> [Goal of the exercise]: Your task is to write out the lines from the line containing "Reviewer note: confirm each instance of the floral hawaiian" through the last line of the material, exactly.

::: Exercise input :::

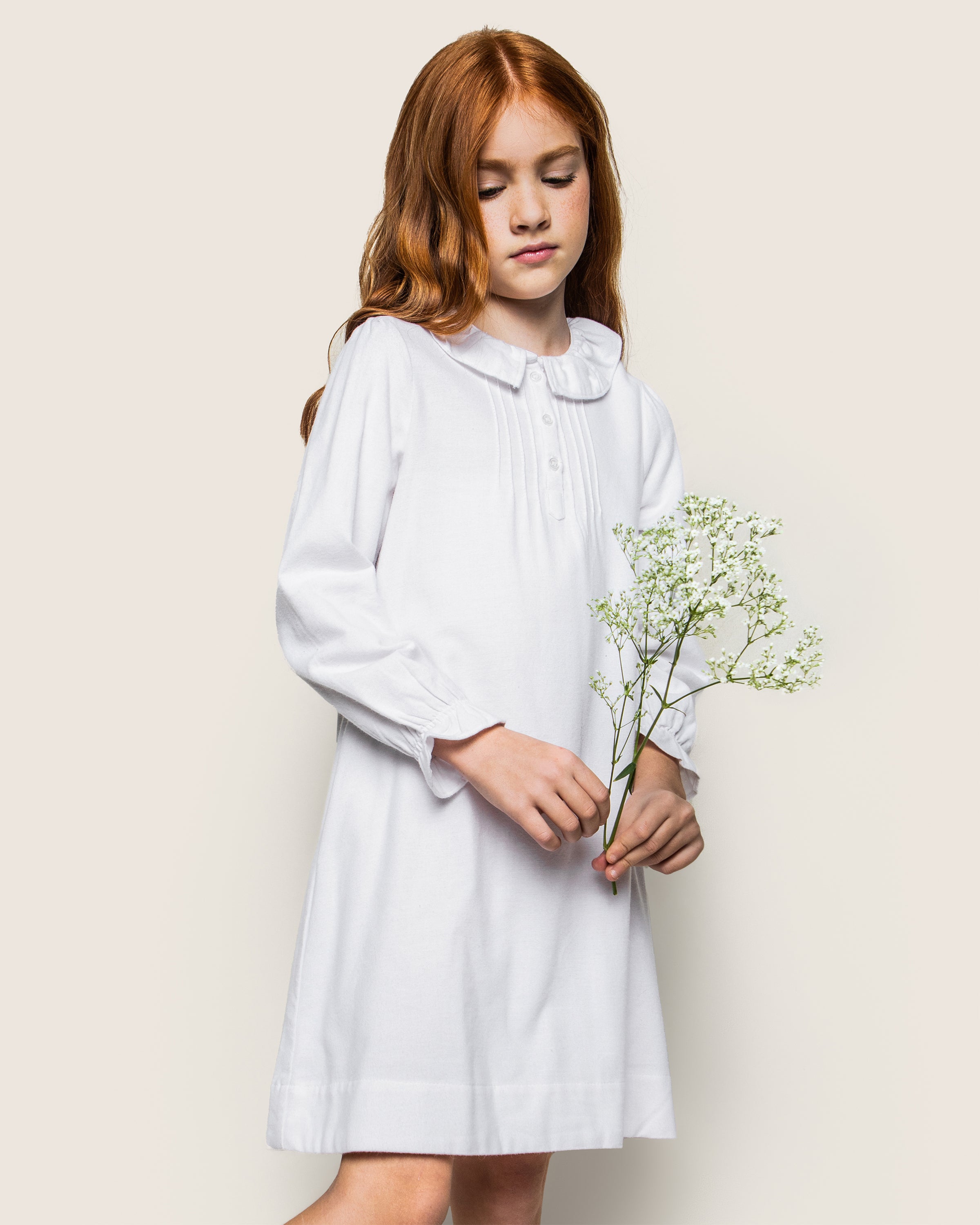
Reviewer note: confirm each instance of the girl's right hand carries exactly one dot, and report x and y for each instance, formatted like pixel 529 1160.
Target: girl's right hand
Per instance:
pixel 530 780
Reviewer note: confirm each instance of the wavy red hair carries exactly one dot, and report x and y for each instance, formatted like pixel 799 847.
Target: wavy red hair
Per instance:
pixel 425 258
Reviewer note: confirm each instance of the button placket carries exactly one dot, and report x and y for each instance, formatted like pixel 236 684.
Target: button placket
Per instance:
pixel 552 451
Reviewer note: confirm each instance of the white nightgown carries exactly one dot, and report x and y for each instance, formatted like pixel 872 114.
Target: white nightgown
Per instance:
pixel 457 989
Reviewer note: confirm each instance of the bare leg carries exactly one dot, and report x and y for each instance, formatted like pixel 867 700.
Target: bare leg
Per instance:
pixel 499 1190
pixel 384 1189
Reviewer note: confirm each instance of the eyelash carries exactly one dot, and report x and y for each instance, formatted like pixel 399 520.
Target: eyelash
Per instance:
pixel 553 179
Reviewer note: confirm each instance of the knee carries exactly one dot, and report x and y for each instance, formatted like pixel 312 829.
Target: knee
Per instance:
pixel 428 1201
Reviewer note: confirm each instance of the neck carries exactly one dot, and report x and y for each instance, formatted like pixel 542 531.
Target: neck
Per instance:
pixel 537 324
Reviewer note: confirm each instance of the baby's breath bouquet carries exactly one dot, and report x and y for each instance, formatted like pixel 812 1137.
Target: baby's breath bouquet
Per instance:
pixel 690 571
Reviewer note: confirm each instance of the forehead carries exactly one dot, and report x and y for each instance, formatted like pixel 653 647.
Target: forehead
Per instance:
pixel 527 129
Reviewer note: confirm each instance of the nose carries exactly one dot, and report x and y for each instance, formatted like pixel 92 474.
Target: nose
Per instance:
pixel 530 211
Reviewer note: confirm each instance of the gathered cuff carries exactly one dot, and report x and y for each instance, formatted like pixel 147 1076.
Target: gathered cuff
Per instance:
pixel 460 721
pixel 666 737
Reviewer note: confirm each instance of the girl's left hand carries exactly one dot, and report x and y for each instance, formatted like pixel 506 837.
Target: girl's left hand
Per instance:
pixel 658 830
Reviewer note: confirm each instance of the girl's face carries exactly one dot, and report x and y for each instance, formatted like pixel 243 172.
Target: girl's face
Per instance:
pixel 535 198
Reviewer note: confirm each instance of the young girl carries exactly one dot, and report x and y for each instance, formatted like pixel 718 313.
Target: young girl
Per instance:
pixel 468 995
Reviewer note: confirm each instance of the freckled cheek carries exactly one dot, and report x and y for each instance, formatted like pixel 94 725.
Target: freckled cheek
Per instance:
pixel 572 215
pixel 499 238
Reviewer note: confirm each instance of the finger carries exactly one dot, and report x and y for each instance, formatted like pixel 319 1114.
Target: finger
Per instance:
pixel 636 832
pixel 582 805
pixel 669 831
pixel 682 840
pixel 533 824
pixel 557 810
pixel 670 848
pixel 593 787
pixel 682 859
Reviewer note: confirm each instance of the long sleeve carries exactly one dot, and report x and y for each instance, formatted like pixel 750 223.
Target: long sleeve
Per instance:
pixel 663 489
pixel 335 628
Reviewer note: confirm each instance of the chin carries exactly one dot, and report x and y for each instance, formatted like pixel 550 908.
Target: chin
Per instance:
pixel 530 290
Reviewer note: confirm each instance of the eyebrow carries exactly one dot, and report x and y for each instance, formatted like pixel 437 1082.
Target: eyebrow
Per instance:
pixel 501 165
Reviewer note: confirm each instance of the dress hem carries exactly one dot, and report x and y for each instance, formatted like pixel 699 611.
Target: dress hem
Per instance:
pixel 468 1120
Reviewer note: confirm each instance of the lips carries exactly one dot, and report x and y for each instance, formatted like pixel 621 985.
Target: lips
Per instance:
pixel 537 254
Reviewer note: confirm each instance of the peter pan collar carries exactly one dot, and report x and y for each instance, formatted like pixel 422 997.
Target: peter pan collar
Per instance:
pixel 585 372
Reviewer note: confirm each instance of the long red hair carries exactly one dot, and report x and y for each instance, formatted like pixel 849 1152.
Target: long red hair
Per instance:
pixel 425 258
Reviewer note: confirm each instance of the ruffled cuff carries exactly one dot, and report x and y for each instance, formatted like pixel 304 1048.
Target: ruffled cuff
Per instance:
pixel 666 735
pixel 456 722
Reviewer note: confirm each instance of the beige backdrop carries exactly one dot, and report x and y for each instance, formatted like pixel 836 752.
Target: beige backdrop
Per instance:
pixel 189 188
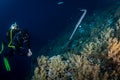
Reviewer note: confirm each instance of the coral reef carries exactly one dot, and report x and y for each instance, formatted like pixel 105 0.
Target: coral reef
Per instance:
pixel 96 57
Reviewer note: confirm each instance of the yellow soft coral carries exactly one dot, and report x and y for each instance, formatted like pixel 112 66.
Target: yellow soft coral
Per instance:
pixel 114 50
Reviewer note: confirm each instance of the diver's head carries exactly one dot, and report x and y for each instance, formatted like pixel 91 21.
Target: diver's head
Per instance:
pixel 14 26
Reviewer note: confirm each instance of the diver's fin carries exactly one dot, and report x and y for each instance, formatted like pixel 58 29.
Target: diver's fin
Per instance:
pixel 6 63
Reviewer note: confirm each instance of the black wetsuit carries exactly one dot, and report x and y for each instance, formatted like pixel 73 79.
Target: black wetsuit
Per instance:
pixel 21 41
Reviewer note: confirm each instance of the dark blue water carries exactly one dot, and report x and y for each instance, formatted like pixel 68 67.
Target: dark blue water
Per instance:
pixel 44 19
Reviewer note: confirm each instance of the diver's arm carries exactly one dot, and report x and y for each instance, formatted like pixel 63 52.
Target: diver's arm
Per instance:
pixel 29 49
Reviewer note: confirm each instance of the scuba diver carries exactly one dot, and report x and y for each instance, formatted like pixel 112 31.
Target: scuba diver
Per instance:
pixel 18 43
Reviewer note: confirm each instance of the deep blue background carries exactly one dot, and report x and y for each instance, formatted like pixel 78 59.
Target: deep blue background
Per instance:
pixel 44 19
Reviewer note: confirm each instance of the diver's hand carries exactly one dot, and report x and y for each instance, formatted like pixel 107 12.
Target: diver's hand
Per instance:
pixel 29 53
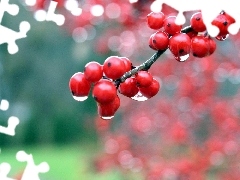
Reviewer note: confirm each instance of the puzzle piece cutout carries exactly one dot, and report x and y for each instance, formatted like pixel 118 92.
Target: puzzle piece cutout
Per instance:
pixel 12 123
pixel 31 171
pixel 209 12
pixel 7 35
pixel 51 16
pixel 42 15
pixel 4 171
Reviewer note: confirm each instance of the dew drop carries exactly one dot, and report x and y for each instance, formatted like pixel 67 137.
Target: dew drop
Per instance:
pixel 139 97
pixel 222 38
pixel 182 58
pixel 107 117
pixel 80 98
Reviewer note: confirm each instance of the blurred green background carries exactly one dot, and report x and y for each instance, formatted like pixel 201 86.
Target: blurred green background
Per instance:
pixel 53 126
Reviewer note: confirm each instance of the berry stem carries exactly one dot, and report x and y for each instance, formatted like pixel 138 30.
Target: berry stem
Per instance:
pixel 147 64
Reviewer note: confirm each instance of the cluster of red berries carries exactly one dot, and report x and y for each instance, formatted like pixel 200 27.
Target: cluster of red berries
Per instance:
pixel 104 79
pixel 197 41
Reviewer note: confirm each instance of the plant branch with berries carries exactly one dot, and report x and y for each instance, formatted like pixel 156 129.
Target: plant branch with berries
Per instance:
pixel 117 75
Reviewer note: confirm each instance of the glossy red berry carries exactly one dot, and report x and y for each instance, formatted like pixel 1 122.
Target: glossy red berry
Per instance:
pixel 114 67
pixel 107 111
pixel 151 44
pixel 202 46
pixel 79 85
pixel 144 79
pixel 151 90
pixel 212 45
pixel 170 26
pixel 160 40
pixel 93 71
pixel 222 21
pixel 180 44
pixel 155 20
pixel 129 87
pixel 197 23
pixel 104 91
pixel 127 62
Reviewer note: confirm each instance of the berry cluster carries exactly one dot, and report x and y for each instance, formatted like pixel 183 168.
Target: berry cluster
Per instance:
pixel 197 41
pixel 106 81
pixel 118 75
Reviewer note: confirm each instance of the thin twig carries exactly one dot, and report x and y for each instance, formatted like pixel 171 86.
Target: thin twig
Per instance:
pixel 147 64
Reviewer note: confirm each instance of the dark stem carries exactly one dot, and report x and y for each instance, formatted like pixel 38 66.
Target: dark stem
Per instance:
pixel 147 64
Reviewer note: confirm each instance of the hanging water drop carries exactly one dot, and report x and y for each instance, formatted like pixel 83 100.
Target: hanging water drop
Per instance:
pixel 222 38
pixel 139 97
pixel 182 58
pixel 80 98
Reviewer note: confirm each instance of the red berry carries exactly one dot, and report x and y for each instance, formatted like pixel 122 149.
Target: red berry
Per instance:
pixel 144 79
pixel 79 85
pixel 104 91
pixel 170 26
pixel 93 71
pixel 114 67
pixel 199 46
pixel 180 44
pixel 155 20
pixel 151 90
pixel 212 45
pixel 129 87
pixel 202 46
pixel 151 44
pixel 127 62
pixel 197 23
pixel 222 21
pixel 107 111
pixel 160 40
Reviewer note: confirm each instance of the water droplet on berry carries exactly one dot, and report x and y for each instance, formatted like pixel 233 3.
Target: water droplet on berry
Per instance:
pixel 107 117
pixel 139 97
pixel 82 98
pixel 222 38
pixel 182 58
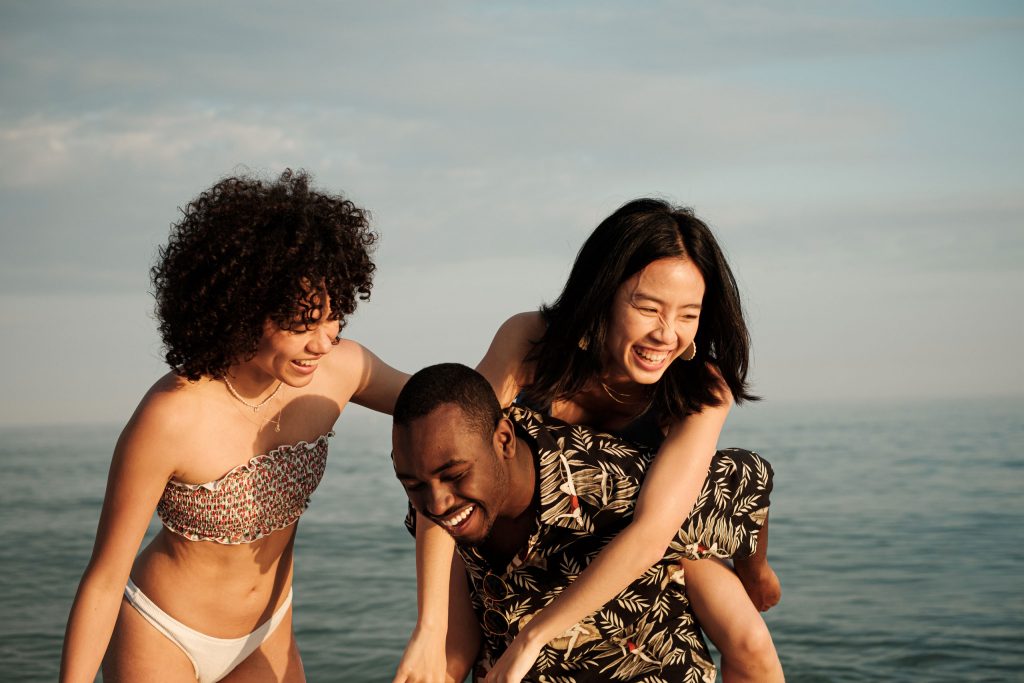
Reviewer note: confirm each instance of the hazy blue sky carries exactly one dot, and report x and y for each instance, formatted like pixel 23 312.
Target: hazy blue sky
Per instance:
pixel 861 162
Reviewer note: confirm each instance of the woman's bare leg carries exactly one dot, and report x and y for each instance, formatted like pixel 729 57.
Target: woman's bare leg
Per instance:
pixel 138 652
pixel 758 578
pixel 729 619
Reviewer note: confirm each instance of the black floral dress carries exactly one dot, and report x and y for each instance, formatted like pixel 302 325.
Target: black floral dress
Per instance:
pixel 589 482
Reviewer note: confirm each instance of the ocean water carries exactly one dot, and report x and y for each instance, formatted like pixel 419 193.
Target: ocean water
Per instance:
pixel 896 530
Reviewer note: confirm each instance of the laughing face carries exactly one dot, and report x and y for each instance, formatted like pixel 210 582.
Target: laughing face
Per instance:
pixel 454 473
pixel 654 317
pixel 292 355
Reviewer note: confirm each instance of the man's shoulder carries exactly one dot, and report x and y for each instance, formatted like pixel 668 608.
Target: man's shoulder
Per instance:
pixel 580 442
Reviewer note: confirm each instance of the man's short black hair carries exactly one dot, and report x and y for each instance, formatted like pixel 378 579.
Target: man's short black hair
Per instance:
pixel 449 383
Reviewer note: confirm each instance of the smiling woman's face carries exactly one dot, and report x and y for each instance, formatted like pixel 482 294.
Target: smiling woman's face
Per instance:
pixel 291 355
pixel 654 317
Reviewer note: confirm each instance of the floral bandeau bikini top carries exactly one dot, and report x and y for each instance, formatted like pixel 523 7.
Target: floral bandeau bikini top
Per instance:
pixel 251 501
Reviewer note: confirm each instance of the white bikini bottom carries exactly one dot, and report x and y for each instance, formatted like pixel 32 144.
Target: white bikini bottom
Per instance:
pixel 212 657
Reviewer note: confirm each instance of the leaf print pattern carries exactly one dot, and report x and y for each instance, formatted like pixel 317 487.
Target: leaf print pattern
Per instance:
pixel 588 483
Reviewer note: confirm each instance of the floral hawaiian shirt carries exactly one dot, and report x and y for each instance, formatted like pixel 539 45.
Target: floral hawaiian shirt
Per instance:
pixel 589 482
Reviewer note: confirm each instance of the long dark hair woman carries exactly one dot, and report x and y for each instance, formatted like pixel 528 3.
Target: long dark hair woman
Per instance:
pixel 252 290
pixel 647 339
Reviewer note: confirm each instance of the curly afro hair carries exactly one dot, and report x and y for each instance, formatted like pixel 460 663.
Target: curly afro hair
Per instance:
pixel 247 251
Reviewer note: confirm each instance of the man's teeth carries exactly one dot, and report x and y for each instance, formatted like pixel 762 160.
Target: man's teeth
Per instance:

:::

> [Solution to this exercise]:
Reviewer note: confirm each instance of the floral hawaiian shirt carries exactly one dot, and report x and y for each instance, formatted like pixel 539 45.
Target: floral hawaiian shirt
Per instance:
pixel 589 482
Reviewer note: confirm each instance of the long dark hair woman carries exactly one dot, and report x and y for each instance, formatted like pixel 528 3.
Target: long dark hair woman
Per instance:
pixel 252 290
pixel 647 339
Reviewer note: confirm each instance of the curly afro hair carries exactly one dot, and report x and y for each instance, formatted like pixel 460 663.
Target: curly afro hair
Per instance:
pixel 247 251
Reviewer note: confirm each instance of the man's teeth carries exactly one dot, and report x and y for each instance, formatted like pixel 762 160.
Target: man's teeth
Per instance:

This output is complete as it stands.